[BRIEF A]: In the acne scar text, what is named as the biggest key to avoiding acne scars in the first place?
[BRIEF B]: Please extend the acne scar text with a few more sentences that pick up after its last one.
(TEXT EXCERPT)
However, if you start treating your scars before they have a chance to heal fully, you can reduce your chances of needing more invasive treatments in the future. Let’s discover how!
Home Treatment for Acne Scars
The biggest key to avoiding acne scars in the first place is prevention. This means resisting the urge to squeeze or pop pimples or pick at newly forming scabs. It also means nourishing your healing skin with soothing home remedies.
In this section, we’ll explore a few of those remedies and the beneficial properties they have to offer.
1. Aloe vera gel
Most of us are familiar with aloe vera, and many of us even have aloe plants in our homes. Aloe vera gel is a common ingredient in many over-the-counter antibiotic ointments. It’s also a popular remedy for treating minor burns and sunburns thanks to the cooling sensation aloe gel provides when applied topically.
(End TEXT EXCERPT)
(RECORDS)
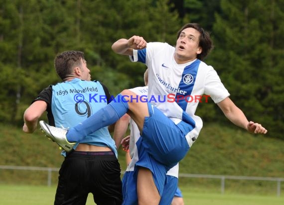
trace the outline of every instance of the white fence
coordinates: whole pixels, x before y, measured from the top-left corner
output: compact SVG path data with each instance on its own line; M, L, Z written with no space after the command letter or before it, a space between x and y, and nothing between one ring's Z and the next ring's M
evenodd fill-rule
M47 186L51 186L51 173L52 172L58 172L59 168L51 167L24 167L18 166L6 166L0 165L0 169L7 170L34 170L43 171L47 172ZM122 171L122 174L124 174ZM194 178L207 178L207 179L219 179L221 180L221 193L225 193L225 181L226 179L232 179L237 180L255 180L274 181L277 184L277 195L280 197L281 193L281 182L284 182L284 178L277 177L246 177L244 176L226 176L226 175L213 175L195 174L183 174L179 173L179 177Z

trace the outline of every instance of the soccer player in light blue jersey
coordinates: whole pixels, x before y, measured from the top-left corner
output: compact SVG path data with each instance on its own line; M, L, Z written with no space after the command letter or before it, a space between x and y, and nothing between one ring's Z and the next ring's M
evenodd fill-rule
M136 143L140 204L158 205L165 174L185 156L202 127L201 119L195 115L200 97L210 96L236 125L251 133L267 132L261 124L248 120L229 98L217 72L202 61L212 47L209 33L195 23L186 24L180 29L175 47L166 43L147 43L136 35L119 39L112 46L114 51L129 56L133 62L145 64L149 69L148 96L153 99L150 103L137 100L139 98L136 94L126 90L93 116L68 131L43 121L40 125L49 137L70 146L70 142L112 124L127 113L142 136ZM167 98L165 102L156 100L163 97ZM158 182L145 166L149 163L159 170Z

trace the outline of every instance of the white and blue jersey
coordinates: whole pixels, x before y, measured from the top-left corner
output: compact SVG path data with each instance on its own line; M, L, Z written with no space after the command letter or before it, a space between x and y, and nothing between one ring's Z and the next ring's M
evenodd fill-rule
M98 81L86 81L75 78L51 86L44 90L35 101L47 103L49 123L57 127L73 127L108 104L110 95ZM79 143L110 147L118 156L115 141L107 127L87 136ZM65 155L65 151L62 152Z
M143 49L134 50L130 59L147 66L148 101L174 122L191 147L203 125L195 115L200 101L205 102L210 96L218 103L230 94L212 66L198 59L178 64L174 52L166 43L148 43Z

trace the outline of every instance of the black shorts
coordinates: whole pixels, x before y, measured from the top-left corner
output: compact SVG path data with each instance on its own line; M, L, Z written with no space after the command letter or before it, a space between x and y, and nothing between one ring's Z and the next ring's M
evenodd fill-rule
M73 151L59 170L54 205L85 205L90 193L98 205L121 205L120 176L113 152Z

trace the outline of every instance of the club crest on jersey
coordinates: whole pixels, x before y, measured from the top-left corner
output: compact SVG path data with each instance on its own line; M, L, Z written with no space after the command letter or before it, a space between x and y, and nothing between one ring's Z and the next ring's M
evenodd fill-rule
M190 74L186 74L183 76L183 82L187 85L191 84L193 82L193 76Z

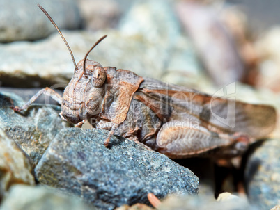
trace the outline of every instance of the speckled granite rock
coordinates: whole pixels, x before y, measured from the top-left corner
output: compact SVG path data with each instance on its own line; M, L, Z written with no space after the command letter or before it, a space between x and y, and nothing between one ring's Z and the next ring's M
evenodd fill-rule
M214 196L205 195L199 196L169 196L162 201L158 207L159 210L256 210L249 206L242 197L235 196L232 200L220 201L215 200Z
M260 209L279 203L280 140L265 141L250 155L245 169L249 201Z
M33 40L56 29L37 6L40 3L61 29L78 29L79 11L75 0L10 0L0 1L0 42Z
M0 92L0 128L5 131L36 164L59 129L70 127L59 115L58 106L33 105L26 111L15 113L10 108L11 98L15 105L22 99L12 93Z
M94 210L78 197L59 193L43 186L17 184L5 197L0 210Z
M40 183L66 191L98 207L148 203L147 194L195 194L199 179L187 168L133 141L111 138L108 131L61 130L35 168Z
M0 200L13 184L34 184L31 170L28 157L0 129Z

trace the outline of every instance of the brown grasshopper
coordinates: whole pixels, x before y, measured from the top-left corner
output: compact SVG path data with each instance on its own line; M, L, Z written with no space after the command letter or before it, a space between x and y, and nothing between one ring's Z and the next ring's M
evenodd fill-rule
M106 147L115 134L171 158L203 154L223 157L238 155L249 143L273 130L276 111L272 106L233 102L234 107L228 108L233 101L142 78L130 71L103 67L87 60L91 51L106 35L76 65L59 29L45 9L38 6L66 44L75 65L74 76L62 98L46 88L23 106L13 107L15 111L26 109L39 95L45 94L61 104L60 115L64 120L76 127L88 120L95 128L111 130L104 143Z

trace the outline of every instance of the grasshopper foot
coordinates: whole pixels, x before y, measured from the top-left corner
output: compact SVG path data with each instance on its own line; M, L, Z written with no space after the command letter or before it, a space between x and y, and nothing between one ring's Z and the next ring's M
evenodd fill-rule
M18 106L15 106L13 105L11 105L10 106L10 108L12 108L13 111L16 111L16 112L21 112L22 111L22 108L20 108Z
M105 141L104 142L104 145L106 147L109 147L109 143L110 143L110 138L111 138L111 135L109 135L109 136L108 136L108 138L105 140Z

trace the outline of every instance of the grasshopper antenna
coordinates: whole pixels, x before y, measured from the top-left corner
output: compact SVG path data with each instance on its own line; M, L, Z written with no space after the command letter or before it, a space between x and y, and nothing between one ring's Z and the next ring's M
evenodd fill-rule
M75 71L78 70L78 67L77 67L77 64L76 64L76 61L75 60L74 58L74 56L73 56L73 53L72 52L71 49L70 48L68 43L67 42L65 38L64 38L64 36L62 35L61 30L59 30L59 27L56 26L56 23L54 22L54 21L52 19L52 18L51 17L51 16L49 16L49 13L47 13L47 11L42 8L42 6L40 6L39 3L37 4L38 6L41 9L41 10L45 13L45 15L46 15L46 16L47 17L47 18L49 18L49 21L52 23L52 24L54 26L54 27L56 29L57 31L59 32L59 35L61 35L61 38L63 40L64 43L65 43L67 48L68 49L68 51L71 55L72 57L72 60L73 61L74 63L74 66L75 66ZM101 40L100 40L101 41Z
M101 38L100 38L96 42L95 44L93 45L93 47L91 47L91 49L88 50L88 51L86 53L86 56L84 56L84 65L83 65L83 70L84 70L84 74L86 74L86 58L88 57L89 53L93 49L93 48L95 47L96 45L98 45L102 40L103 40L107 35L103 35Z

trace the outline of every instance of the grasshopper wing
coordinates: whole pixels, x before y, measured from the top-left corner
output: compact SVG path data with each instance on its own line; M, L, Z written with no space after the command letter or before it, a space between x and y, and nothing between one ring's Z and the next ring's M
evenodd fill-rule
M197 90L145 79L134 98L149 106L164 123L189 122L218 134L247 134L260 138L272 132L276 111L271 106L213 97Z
(End RECORDS)
[TASK ANSWER A]: Prevention.

[TASK ANSWER B]:
Because aloe has natural antibacterial and antifungal properties, it’s also highly recommended for treating cysts, small lacerations, and acne, as it helps to moisturize and fight infection as it heals the skin. If used regularly, there is evidence that it can also help prevent future breakouts by improving your skin’s resistance to acne-causing germs.
Though there is an abundance of aloe-based skincare products available in most drugstores and grocery stores, you can also extract the gel directly from the plant itself. Simply break off a leaf, squeeze, and apply the gel to the affected part of your skin. Repeat daily until the breakout has fully healed.
It’s a sweet treat you can stir into your tea, drizzle over some hot buttered toast, and even slather onto your skin. Honey is an underappreciated secret weapon in the fight against acne scars: it’s inexpensive, available in most supermarkets, non-toxic, and naturally antibacterial. It’s also a natural exfoliant, a moisturizer, and has been shown to help promote healing acne breakouts, eczema, and other skin afflictions.
Not all honey is created equal, however. If you plan to put it on your face, we recommend purchasing only raw, unpasteurized, organic honey. Processing kills much of the good bacteria that helps soothe and heal your skin, negating its medicinal benefits.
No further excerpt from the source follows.